[REQUIRED WORK]:
Beginning with the line containing "Question. For every instance of the car grille" and ending with the last line, repeat the records exactly.

Dataset records:
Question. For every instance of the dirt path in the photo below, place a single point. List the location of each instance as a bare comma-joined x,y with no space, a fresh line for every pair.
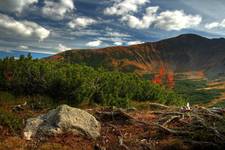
218,86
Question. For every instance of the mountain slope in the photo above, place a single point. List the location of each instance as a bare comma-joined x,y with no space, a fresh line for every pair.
184,53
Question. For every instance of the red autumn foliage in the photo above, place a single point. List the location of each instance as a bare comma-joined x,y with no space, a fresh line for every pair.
163,74
8,75
170,80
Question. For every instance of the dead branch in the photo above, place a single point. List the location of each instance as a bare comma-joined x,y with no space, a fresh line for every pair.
156,105
170,120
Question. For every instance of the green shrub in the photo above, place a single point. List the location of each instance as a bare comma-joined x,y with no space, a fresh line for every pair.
11,121
79,84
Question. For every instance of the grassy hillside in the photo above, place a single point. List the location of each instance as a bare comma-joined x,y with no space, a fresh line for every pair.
77,84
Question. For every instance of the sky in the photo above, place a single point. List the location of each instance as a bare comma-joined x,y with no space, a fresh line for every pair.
46,27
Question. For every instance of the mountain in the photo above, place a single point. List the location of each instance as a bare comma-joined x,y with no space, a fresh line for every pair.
184,53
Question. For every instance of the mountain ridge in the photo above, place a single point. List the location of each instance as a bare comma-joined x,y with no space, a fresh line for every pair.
184,53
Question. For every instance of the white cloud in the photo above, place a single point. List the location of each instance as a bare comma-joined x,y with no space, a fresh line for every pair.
121,7
23,28
176,20
116,34
134,42
94,43
145,22
57,10
117,43
81,22
24,47
166,20
15,5
214,25
62,47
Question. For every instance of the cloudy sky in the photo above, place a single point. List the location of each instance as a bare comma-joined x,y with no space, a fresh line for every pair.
52,26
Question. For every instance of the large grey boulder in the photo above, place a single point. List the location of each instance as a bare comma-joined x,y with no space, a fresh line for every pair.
63,119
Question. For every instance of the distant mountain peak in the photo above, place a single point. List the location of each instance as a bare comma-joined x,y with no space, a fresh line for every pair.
184,53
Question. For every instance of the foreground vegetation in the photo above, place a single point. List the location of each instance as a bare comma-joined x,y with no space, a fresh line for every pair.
194,91
77,84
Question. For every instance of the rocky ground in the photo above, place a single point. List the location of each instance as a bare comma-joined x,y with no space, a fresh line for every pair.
159,127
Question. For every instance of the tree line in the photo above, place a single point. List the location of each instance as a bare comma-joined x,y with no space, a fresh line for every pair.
79,84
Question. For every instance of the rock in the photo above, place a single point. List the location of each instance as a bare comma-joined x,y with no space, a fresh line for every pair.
61,120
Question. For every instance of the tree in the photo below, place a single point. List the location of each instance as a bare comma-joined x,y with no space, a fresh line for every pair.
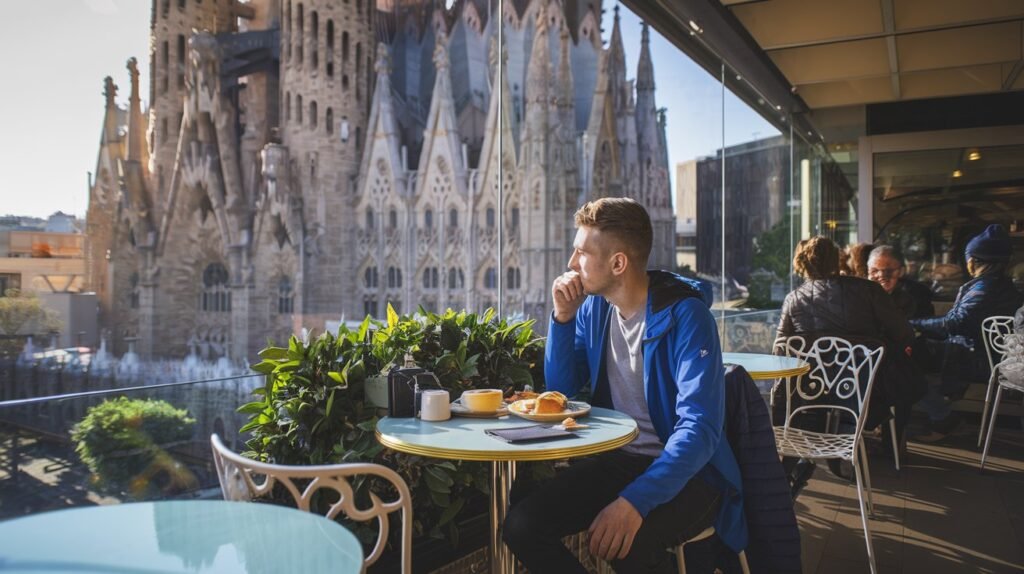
24,313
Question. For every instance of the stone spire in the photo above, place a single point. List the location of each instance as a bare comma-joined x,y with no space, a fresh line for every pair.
616,64
136,124
645,68
382,123
111,127
566,91
441,125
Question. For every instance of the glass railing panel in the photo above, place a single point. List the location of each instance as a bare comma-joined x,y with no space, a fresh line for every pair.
117,445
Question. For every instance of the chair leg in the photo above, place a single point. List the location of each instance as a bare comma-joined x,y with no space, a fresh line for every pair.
743,566
892,434
681,559
988,398
863,519
866,476
991,426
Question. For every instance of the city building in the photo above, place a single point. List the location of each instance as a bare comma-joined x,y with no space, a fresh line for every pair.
305,162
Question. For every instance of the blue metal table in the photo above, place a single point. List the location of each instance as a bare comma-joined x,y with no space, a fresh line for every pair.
464,439
178,536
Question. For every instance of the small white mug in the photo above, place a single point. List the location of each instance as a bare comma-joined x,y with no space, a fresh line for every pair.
435,405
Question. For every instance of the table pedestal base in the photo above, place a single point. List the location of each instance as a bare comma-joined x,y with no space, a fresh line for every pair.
502,476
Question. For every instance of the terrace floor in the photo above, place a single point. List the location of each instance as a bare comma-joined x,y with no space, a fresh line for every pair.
939,514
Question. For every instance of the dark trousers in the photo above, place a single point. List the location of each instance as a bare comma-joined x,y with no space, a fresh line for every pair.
542,514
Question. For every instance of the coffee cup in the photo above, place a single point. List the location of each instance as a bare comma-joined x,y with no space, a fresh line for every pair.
435,405
482,400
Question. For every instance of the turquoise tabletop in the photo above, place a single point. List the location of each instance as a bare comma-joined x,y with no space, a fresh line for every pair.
767,366
464,439
178,536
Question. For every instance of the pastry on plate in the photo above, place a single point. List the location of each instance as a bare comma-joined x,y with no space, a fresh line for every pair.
551,402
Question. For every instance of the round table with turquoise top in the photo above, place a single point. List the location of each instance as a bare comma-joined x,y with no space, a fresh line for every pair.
763,366
464,439
178,536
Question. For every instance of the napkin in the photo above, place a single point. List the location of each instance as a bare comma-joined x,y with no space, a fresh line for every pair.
531,433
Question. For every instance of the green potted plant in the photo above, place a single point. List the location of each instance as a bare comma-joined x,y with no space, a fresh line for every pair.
390,344
313,408
125,444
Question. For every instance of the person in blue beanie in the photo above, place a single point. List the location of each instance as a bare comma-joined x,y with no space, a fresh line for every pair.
645,344
988,293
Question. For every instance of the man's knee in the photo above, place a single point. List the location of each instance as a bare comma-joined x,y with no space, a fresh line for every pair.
517,531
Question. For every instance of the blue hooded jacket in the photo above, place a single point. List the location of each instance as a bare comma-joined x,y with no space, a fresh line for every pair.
684,385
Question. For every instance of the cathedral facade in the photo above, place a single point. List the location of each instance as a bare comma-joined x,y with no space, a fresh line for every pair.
305,161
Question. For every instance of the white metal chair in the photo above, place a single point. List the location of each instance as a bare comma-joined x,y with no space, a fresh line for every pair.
1007,374
707,533
993,333
240,481
839,384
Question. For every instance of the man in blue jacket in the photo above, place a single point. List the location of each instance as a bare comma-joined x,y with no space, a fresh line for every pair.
645,344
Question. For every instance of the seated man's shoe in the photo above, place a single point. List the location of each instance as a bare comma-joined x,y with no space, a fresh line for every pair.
939,430
801,475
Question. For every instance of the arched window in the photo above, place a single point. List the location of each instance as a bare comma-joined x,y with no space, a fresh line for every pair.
393,277
430,277
512,278
370,277
314,43
298,36
216,296
133,291
286,297
370,306
457,279
330,48
288,30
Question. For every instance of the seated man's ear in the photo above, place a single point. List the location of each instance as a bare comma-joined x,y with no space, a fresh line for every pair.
620,262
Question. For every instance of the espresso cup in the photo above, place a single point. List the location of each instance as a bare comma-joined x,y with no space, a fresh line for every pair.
482,400
435,405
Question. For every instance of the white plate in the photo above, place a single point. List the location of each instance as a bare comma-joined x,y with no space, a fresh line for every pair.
573,409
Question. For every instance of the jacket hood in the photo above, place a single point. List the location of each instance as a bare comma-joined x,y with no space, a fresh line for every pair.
666,289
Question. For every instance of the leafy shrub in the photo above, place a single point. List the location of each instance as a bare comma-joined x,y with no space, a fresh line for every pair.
123,442
312,410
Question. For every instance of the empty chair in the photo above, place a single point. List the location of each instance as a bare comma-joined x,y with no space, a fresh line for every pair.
1008,373
245,479
838,387
993,333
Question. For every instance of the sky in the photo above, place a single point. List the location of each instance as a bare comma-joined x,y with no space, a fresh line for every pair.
52,107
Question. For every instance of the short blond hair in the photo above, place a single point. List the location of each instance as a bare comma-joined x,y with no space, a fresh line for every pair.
624,219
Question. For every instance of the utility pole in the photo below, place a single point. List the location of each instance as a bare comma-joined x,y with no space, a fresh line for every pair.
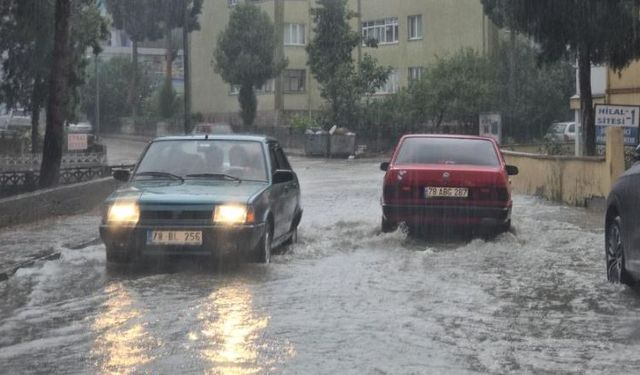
187,72
97,128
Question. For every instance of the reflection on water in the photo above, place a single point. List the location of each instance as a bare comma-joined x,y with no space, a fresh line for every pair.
121,339
231,332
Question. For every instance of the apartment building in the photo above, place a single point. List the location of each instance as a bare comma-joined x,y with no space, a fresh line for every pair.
410,34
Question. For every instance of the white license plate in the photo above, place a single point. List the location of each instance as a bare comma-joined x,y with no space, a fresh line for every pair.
174,237
435,192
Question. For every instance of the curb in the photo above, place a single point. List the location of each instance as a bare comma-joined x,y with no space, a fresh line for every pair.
43,256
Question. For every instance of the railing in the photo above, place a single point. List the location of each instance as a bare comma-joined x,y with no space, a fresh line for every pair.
18,182
32,162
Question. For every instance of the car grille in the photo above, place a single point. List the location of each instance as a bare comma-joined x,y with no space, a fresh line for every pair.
175,216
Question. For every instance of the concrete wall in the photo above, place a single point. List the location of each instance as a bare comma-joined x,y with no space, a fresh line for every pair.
64,200
566,179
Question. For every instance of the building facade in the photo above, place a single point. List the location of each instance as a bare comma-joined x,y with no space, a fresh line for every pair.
410,34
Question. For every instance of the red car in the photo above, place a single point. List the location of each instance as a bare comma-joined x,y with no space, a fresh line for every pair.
447,180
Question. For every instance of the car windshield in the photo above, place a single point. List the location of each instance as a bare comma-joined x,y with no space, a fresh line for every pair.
557,128
243,160
447,151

[WRITTEN RESPONSE]:
Question. For every instance of the car grille in the photo above, place a single point. List the location of each instance as a bare comma-joined x,y with no space, a fresh line for every pair.
175,216
Question. For every instance of the concrete wall in the photo above, place a single point. List the location of each instance as a bare comma-joined x,y with no space, a fresh line for every pair.
64,200
566,179
Question. For every instance of the building facade in the photo above, place a single point. List the location of each instance as a bare comma-joined x,y with no space, a fresh line for every pair.
410,34
Question. For every instance of the red car in the photo above, place a single point. List the location of each instance as a bare comma-joined x,y with no space, a fresh line for every pair.
447,180
Question. For every instance of the car windshield in the photo above, place a single point. List the location of each instance as a bare comma-joined x,y with no space, a fresh line for every pair.
557,128
243,160
447,151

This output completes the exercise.